**PROBLEM REQUIREMENTS:**
Count the lines below that contain the string "building". Reply with the number only.

**RECORD SET:**
--------

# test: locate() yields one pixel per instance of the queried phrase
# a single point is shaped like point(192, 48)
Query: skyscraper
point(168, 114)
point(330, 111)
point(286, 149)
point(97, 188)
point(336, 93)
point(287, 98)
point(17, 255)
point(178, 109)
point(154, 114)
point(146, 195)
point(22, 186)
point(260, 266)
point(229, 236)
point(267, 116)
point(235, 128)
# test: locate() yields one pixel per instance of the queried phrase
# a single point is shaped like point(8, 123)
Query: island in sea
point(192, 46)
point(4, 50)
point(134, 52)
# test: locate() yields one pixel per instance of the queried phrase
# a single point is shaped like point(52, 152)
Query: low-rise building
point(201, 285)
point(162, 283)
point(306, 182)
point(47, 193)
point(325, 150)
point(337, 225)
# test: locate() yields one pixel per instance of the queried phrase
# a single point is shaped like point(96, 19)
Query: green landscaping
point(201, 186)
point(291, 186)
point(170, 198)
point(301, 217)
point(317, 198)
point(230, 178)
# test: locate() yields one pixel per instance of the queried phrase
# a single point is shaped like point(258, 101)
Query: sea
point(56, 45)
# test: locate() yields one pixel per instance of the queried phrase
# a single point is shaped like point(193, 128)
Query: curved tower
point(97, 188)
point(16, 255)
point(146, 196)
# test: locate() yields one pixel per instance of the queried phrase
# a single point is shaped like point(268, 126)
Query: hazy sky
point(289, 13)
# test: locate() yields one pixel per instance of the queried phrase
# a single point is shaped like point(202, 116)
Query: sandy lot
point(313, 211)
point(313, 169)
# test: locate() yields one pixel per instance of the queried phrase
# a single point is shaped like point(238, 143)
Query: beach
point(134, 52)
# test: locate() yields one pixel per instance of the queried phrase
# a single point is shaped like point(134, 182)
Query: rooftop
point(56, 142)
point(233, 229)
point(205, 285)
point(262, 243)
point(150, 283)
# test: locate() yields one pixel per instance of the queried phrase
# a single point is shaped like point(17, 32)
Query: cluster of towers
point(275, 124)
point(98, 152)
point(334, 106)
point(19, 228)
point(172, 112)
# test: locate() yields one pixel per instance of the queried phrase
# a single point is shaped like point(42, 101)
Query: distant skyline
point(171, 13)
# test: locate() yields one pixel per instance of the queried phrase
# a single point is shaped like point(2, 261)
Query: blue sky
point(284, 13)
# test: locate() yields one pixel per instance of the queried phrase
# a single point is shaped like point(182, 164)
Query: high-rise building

--------

**COMPLETE RESPONSE:**
2